(Beginning of TASK MATERIAL)
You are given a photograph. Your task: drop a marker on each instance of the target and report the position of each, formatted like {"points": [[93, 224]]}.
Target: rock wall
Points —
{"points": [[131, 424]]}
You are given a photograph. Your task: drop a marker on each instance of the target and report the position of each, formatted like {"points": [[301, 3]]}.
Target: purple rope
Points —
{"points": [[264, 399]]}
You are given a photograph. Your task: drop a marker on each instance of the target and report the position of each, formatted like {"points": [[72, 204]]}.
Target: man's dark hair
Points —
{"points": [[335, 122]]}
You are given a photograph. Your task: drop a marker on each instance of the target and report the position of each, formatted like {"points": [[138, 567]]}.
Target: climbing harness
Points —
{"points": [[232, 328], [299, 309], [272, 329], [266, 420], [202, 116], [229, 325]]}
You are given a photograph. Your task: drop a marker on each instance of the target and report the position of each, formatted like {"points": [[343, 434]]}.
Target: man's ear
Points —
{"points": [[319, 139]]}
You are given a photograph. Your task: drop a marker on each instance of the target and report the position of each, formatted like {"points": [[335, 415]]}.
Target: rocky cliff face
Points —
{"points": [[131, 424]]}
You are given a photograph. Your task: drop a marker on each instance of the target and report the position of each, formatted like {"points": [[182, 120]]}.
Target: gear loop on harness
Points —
(End of TASK MATERIAL)
WORK REQUEST ▸
Copy every line of the data that carries the word "harness".

RESULT OF THE EXERCISE ▸
Target: climbing harness
Target: gear loop on harness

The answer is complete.